• _Task item_
Only certain lines below are wanted: those starting at the line containing "Target: thumb" and ending at the line containing "Task — pin one marker per instance of the wet clay", both included, each retyped exactly.

##########

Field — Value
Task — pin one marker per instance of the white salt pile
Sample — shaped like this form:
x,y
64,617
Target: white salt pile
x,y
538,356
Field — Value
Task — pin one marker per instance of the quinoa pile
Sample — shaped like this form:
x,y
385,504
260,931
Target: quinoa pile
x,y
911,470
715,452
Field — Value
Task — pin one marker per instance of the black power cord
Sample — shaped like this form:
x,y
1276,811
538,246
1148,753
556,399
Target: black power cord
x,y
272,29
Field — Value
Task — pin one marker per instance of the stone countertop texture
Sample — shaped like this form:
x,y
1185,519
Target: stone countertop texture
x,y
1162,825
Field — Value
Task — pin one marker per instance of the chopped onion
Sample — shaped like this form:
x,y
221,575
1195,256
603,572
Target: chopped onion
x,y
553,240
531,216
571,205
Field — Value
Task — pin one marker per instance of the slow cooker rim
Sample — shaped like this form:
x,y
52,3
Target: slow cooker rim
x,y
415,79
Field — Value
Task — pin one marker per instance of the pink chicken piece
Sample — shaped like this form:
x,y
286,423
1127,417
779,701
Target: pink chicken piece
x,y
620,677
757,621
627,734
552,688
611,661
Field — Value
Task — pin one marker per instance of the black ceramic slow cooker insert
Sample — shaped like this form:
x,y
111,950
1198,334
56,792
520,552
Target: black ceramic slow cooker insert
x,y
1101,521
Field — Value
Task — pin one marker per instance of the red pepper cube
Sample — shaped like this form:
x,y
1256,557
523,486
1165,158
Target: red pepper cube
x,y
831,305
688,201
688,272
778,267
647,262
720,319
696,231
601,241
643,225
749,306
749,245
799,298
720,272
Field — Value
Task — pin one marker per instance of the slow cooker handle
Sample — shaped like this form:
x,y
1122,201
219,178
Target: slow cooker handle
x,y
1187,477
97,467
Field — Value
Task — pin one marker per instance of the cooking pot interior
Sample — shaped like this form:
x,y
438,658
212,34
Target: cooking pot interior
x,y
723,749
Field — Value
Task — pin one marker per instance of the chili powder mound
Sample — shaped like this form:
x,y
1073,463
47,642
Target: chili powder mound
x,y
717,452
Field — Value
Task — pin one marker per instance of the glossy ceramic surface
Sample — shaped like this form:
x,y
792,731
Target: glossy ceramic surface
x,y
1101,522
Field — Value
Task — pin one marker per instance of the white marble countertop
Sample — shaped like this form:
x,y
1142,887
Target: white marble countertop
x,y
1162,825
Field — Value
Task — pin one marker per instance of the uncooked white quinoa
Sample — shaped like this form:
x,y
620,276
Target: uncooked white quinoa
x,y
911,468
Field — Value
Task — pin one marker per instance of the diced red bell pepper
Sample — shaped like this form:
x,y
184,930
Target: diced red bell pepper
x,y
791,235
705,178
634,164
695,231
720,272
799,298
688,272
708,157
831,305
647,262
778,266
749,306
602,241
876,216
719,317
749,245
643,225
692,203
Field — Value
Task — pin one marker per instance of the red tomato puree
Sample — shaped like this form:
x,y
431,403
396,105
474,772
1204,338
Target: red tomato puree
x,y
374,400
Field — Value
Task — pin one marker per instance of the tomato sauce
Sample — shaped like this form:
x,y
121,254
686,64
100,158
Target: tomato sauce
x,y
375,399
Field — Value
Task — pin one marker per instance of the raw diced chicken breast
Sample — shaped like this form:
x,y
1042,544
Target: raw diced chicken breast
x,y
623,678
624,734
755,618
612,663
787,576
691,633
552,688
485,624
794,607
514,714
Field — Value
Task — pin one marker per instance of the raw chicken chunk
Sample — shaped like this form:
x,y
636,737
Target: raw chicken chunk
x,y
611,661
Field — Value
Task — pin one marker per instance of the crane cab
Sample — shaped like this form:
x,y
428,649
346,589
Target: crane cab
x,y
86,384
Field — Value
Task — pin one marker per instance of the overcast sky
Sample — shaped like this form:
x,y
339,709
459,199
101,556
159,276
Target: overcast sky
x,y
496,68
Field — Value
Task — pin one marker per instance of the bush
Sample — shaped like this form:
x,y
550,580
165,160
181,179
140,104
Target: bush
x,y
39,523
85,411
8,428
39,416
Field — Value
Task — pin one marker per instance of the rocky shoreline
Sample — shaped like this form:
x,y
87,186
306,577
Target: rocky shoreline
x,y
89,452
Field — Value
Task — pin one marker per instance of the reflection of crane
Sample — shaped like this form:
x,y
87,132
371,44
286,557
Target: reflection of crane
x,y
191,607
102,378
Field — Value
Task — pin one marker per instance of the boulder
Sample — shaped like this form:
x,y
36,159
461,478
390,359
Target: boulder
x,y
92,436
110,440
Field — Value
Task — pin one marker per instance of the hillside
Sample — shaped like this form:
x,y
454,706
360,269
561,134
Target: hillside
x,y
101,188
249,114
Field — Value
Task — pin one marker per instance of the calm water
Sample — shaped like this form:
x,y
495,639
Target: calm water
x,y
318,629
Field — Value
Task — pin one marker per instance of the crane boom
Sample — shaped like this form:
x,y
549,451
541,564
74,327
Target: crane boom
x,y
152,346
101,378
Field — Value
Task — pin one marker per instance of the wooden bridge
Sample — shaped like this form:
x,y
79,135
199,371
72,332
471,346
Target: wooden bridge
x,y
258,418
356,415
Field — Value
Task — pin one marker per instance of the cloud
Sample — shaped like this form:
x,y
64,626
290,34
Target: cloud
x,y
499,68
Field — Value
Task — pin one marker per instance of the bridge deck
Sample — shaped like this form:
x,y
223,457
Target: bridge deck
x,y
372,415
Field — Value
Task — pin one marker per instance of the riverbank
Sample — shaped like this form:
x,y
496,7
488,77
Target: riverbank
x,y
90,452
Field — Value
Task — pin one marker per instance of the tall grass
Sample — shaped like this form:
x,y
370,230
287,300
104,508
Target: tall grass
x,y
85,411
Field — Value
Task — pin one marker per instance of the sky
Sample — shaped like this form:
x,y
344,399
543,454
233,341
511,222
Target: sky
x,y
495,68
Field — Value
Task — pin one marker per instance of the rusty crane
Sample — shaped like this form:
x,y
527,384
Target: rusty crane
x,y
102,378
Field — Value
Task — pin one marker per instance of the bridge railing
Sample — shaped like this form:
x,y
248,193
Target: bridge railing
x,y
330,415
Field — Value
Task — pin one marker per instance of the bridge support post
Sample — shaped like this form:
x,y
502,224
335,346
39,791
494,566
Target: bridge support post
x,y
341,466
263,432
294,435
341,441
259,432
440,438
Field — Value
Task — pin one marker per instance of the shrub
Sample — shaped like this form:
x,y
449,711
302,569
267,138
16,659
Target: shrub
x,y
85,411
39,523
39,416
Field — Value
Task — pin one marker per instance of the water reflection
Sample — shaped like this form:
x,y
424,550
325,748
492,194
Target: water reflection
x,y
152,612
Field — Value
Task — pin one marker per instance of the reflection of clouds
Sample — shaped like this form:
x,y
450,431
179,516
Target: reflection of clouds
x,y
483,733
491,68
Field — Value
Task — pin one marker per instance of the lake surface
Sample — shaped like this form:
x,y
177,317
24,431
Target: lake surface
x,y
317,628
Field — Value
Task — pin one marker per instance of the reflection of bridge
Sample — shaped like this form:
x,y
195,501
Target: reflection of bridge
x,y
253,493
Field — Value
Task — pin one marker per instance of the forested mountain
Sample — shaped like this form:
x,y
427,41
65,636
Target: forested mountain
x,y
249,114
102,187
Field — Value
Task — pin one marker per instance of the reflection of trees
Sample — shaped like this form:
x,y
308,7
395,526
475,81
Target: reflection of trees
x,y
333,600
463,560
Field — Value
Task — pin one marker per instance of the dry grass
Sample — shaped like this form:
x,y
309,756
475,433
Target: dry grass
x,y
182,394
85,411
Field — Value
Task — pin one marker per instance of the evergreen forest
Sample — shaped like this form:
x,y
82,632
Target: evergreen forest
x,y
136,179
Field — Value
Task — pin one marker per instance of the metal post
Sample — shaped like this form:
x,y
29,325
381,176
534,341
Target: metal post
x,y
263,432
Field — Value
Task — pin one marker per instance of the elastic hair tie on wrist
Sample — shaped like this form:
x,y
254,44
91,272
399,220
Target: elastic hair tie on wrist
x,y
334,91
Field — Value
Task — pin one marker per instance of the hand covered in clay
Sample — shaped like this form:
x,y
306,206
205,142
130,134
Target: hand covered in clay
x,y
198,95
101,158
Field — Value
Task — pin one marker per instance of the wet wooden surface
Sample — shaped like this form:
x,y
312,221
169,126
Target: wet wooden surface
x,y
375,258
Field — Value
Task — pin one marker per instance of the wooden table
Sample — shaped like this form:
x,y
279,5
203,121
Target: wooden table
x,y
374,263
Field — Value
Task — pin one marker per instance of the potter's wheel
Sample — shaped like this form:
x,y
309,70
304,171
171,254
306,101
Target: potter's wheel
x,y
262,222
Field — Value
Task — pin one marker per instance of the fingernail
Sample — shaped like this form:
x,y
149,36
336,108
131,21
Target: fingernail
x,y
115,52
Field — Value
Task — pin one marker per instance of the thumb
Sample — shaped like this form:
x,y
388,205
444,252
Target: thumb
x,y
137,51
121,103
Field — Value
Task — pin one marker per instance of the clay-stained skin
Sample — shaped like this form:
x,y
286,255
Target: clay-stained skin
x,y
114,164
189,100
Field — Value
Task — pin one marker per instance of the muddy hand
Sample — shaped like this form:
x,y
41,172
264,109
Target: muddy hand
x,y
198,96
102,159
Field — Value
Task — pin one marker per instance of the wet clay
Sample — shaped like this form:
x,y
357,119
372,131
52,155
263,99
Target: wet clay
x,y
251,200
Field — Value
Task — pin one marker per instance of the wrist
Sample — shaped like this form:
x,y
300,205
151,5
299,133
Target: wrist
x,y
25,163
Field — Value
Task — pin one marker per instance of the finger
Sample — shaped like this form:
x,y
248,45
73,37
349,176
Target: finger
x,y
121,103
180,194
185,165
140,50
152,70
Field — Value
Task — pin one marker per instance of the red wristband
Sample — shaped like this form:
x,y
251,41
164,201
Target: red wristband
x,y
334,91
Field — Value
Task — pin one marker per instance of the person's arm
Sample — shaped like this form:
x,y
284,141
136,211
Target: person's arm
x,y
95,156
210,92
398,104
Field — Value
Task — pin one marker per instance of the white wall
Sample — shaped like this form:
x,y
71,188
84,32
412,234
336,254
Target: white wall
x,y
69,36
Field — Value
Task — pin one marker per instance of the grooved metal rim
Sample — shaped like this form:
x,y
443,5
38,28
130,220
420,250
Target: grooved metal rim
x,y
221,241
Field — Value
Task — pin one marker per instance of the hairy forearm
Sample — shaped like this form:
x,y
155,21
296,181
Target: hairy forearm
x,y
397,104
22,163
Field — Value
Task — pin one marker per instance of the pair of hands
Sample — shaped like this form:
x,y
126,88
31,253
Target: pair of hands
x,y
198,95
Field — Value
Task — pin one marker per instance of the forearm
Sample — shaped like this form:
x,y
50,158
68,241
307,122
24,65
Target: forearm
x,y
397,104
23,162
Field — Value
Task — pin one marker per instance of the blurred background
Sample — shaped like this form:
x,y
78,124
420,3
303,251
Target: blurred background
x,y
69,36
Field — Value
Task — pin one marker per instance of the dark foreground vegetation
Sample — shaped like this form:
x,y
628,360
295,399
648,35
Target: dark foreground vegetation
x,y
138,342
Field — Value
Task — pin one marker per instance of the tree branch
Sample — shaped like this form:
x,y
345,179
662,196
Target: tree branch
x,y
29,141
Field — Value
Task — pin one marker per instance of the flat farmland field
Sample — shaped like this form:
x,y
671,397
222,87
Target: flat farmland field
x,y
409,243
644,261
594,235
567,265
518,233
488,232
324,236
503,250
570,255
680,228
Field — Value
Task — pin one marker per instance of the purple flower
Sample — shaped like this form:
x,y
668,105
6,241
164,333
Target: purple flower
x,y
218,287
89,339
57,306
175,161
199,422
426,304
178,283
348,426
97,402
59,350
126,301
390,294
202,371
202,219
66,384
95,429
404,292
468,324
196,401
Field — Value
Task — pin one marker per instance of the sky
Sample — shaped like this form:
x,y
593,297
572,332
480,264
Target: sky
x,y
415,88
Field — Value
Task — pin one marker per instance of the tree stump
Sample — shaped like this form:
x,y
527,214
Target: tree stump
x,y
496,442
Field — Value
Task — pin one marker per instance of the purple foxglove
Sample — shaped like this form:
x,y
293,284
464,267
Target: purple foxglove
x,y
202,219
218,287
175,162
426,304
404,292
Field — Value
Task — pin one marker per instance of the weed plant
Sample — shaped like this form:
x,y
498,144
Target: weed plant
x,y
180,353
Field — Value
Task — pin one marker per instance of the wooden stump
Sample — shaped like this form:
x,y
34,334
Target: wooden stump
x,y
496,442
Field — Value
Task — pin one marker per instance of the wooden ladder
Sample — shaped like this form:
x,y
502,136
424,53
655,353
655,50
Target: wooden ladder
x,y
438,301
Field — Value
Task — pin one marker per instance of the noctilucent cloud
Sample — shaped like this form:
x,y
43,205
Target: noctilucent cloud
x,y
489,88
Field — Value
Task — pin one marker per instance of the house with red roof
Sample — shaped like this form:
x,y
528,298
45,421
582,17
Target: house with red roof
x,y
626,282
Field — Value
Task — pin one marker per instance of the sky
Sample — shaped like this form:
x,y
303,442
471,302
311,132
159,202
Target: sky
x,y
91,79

##########

• _Solution below_
Target: thumb
x,y
137,51
121,103
Field — Value
Task — pin one marker per instance of the clay-stained skin
Sample — shaped like this form:
x,y
286,255
Target: clay-stained skin
x,y
114,164
189,100
Field — Value
Task — pin one marker per instance of the muddy hand
Sample — shaped like this form:
x,y
41,172
264,109
Target: muddy hand
x,y
198,96
102,159
Field — Value
Task — pin one marker per instance of the wet clay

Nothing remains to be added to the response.